▶ TEXT UNDER STUDY:
● ● ● ● ● ● ●

Consumer groups are in the midst of a battle to stop the Trump administration from enacting rules that would prevent patients and their families from holding nursing homes accountable for abuse, according to The Hill.
This past June, the Centers for Medicare and Medicaid Services (CMS) announced that planned to kill an Obama-era rule that blocked nursing homes from forcing residents to settle disputes through third party means rather than the courts.
The Hill reports that over “75 consumer, health and advocacy groups have come together to form the Fair Arbitration Now Coalition to stop CMS from reversing what they claim is a critical protection for the elderly.”
“We’re talking about everything you may have a problem with — abuse, neglect, sexual assault, a wide variety of things — they are now saying you are waiving your right to full justice,” said Public Citizen’s Remington Gregg.
From The Hill:
CMS said it decided to reconsider the rule after a federal district court judge in Mississippi issued an order in November temporarily blocking the rule from taking effect.
The American Health Care Association (AHCA) and a group of nursing homes had sued CMS and the Department of Health and Human Services in October, claiming that the rule violated the Federal Arbitration Act and that the agencies had overstepped their statutory authority in issuing the law. The AHCA said Congress has repeatedly rejected legislation to invalidate arbitration agreements.
In June, the federal judge agreed to the parties’ joint request to put the case on hold while CMS revises the rule.
Under its proposed revisions, CMS said nursing homes would be required to write the arbitration agreements in plain language and explain the agreement to the prospective resident or his or her representative. Residents would also be required to acknowledge they understand the agreement.
According to Gregg, Public Citizen will fight challenge the rule change if it goes into effect.
“Any agency action must meet a high bar for ensuring the action taken isn’t arbitrary and capricious,” he said.
“Simply making the argument that we are a new administration and want to make sure corporations don’t have regulations that are forcing them to be accountable is not a good enough reason to change a rule that underwent extensive review.”

● ● ● ● ● ● ●

Stored data entries:

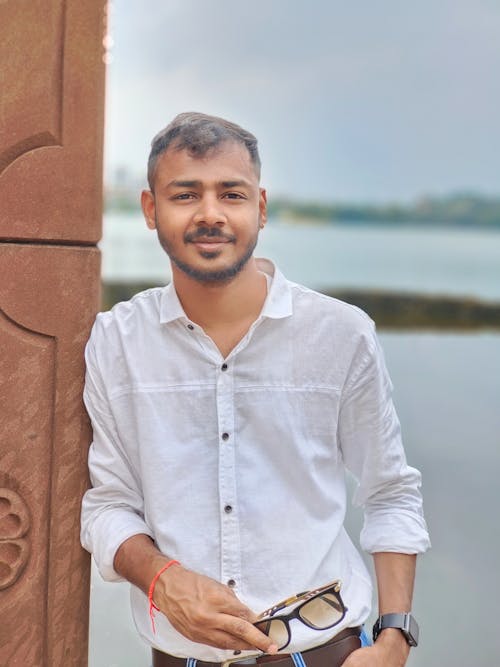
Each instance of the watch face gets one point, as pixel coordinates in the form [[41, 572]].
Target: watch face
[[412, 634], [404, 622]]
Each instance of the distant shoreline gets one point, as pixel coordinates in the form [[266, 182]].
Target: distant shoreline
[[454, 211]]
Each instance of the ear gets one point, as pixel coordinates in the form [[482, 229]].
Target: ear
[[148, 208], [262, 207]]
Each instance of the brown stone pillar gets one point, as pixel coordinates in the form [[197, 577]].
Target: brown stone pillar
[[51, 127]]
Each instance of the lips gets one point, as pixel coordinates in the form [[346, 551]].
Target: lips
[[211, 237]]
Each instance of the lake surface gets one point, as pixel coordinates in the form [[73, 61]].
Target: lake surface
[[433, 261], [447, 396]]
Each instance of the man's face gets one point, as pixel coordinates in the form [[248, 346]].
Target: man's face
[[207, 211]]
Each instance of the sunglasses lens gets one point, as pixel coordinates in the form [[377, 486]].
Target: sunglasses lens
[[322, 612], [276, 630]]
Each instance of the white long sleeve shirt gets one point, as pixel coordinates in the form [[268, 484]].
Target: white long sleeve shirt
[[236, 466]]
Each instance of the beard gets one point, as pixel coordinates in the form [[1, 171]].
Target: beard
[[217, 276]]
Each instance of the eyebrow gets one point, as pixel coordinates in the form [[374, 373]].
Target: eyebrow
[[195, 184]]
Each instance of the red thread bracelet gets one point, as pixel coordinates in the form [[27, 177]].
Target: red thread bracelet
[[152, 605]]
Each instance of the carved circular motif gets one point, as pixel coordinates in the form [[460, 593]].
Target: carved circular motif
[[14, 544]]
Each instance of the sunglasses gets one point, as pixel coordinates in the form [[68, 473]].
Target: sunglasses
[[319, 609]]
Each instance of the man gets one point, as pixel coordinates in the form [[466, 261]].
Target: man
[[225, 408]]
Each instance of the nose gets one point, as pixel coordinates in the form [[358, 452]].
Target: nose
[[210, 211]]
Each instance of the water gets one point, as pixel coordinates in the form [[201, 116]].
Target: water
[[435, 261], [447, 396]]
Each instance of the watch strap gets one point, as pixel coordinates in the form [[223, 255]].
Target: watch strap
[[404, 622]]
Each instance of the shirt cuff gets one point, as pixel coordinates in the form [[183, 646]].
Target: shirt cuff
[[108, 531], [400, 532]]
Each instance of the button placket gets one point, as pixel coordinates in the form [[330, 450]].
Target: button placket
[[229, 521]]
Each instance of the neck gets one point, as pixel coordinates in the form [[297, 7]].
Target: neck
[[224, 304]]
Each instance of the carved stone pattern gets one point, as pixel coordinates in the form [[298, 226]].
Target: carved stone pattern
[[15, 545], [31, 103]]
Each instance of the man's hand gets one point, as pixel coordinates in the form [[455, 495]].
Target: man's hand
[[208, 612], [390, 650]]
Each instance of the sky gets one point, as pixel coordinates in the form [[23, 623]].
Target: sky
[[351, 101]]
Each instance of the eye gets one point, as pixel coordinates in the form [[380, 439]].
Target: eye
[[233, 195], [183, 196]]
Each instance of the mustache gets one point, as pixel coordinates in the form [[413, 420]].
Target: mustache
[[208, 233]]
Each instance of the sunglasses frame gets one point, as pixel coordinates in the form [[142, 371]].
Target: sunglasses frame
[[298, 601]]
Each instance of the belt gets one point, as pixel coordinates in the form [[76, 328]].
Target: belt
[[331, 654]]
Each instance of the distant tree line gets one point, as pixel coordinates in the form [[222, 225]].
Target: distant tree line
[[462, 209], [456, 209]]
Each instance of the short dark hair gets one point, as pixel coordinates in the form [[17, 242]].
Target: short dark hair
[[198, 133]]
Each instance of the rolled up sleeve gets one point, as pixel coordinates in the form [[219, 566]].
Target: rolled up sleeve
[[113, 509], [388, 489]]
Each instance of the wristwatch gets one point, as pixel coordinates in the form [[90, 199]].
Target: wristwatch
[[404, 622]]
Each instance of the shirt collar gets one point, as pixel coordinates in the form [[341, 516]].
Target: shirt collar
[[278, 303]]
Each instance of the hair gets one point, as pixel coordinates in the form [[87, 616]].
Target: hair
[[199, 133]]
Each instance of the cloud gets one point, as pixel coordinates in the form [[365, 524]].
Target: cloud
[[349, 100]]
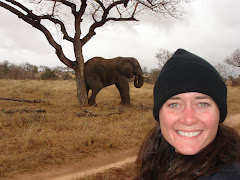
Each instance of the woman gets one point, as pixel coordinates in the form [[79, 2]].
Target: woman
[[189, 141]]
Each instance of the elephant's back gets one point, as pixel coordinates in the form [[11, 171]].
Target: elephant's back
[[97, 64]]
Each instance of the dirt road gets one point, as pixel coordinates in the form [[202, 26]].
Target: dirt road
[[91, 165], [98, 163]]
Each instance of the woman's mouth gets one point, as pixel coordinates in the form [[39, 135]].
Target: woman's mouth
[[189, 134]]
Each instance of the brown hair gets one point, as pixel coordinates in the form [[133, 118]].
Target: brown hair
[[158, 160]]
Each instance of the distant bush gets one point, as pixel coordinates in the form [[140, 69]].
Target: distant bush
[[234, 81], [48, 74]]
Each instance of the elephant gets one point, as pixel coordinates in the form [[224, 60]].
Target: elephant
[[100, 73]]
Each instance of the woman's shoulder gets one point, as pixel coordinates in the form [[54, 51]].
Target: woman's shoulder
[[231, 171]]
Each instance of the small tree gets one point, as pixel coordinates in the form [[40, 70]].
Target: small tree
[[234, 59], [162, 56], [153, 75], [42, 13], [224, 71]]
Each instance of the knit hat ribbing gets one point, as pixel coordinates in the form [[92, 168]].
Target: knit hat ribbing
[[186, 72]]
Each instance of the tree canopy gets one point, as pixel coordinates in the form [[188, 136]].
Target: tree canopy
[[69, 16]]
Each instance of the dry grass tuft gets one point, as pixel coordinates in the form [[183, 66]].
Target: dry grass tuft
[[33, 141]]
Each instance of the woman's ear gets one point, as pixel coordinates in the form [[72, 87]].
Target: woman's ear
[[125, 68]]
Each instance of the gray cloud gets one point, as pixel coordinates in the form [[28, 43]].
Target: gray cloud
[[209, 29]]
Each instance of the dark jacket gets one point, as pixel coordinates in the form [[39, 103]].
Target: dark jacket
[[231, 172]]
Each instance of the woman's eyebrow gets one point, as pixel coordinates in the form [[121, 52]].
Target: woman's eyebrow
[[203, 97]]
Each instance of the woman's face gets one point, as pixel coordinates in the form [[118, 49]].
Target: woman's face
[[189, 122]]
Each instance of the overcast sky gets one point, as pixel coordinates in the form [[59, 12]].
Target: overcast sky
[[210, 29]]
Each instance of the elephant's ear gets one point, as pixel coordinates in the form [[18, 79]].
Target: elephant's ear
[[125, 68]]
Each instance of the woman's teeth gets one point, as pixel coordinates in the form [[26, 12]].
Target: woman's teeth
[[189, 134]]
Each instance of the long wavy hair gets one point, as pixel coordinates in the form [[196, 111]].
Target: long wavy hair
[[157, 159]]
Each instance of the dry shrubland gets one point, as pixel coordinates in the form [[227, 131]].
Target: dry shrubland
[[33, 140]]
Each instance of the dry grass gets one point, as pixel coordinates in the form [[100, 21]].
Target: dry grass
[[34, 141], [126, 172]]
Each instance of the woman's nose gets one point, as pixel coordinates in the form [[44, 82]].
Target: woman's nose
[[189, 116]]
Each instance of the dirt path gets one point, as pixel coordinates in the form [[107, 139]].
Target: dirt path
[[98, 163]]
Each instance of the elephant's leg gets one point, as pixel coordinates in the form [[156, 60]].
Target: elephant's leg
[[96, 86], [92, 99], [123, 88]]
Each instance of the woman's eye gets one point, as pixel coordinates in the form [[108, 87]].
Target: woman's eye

● ● ● ● ● ● ●

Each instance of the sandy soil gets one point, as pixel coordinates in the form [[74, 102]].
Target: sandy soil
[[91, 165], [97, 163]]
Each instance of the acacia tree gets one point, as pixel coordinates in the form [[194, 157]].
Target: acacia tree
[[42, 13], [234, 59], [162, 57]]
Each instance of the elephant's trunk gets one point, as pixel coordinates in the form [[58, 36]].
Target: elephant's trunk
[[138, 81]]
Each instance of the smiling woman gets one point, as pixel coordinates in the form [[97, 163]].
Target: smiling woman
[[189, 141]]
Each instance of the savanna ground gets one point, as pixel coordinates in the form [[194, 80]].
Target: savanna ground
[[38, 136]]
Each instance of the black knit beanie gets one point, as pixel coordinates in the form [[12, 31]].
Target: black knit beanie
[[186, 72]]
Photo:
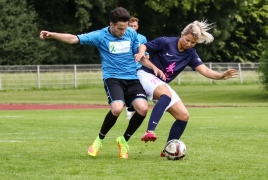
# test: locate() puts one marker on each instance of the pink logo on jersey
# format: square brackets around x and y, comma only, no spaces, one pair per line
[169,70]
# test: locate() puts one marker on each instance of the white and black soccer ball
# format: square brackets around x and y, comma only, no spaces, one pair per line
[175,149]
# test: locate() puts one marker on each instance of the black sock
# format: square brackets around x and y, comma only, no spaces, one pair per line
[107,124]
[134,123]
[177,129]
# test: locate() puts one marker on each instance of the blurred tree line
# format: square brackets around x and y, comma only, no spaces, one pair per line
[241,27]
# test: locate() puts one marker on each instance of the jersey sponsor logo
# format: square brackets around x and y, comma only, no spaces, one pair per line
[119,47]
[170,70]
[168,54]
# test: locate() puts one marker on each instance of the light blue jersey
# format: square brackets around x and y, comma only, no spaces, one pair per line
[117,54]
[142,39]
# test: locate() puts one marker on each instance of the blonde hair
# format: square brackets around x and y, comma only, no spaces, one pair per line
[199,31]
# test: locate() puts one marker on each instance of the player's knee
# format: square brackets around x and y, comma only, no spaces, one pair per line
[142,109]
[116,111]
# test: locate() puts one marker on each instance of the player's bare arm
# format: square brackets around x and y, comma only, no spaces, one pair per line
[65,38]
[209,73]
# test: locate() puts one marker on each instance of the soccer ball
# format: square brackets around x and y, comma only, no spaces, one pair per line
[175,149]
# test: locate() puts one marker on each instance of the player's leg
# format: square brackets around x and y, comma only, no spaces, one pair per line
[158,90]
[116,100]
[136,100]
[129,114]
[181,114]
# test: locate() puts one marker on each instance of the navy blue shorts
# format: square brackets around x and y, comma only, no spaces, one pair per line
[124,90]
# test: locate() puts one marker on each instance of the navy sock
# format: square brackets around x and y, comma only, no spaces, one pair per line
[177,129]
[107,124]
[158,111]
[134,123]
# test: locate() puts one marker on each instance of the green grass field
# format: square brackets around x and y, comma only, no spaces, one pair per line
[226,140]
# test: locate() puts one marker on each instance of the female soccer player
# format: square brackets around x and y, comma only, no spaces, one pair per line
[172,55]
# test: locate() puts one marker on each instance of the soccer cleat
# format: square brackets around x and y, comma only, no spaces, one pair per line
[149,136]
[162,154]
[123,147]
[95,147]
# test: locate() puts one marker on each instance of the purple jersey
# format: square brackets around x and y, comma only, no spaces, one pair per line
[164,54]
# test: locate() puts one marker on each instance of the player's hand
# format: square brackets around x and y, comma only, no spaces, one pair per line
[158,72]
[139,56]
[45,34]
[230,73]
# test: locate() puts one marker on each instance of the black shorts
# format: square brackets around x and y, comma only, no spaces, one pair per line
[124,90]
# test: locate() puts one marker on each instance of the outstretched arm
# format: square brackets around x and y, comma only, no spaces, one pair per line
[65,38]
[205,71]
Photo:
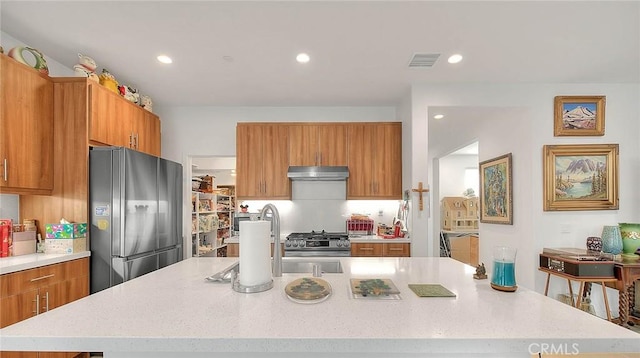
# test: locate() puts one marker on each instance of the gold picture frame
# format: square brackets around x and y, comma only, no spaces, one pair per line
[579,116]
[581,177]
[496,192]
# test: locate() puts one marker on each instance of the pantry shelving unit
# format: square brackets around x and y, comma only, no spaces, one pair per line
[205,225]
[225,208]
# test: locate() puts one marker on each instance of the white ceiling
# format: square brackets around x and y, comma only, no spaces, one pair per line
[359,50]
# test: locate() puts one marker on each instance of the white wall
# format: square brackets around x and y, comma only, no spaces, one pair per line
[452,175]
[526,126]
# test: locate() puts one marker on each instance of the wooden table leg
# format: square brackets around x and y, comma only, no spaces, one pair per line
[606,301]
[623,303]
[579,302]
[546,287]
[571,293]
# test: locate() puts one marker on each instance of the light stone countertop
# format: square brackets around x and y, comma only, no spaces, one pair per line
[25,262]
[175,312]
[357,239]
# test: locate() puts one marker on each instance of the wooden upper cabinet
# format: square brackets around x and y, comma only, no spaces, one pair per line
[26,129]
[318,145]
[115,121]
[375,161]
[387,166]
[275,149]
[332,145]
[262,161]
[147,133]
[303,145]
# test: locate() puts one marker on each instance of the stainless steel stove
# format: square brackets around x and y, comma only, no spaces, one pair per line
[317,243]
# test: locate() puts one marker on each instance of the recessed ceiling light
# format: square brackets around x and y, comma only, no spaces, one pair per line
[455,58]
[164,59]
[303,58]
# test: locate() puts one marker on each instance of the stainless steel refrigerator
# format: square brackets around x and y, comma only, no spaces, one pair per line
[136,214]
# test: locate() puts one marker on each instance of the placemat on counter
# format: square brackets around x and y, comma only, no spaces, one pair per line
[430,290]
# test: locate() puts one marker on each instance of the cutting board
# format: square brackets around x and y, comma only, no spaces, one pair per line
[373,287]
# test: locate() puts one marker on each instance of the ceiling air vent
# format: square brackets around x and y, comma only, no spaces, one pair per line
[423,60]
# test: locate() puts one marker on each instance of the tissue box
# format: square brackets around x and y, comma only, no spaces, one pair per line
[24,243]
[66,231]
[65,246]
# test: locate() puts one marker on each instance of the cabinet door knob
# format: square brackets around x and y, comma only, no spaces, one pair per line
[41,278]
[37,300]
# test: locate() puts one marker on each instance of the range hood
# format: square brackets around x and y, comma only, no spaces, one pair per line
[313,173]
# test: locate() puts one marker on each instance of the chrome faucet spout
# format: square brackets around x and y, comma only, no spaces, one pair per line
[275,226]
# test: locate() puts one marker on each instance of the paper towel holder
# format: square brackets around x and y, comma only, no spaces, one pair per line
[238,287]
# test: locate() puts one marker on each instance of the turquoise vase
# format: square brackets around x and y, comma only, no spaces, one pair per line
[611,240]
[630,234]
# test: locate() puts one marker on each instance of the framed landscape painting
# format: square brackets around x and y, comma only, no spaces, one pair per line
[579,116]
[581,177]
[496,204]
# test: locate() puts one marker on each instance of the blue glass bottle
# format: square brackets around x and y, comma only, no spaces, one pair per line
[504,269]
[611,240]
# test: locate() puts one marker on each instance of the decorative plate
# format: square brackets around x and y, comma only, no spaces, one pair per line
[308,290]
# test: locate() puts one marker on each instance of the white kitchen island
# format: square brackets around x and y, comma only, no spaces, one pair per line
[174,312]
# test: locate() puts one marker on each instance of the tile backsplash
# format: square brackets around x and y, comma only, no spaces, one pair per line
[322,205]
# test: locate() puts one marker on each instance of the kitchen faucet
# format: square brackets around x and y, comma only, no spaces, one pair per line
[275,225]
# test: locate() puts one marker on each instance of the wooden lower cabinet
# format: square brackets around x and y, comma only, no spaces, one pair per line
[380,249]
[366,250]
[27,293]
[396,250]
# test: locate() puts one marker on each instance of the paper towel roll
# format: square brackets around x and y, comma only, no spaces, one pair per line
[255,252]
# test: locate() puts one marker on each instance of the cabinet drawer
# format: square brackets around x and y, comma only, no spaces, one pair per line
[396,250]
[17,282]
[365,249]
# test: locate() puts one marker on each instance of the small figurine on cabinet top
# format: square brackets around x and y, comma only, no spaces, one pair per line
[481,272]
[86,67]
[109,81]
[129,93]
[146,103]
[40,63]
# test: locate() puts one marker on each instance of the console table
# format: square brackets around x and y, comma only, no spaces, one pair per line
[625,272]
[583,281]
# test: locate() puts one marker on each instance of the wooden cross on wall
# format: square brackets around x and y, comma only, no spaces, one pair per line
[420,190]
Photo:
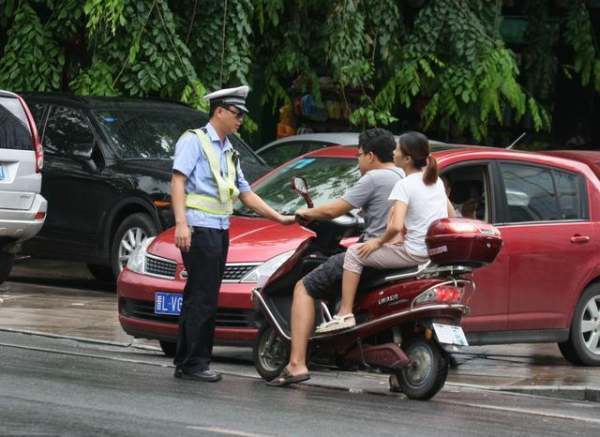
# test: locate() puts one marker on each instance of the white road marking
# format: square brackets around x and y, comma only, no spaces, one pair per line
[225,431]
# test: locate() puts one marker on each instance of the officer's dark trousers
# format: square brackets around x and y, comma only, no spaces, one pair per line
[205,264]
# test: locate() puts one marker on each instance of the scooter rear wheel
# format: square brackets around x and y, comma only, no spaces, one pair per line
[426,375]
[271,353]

● ● ● ● ● ● ●

Answer these questions using the nursing home arbitration article:
1. How many groups came together to form the Fair Arbitration Now Coalition?
2. In which state did a federal district court judge temporarily block the rule in November?
3. Under CMS's proposed revisions, what would residents be required to acknowledge?

▶ OUTPUT FOR THIS EXERCISE:
1. Over 75 consumer, health and advocacy groups.
2. Mississippi.
3. That they understand the arbitration agreement.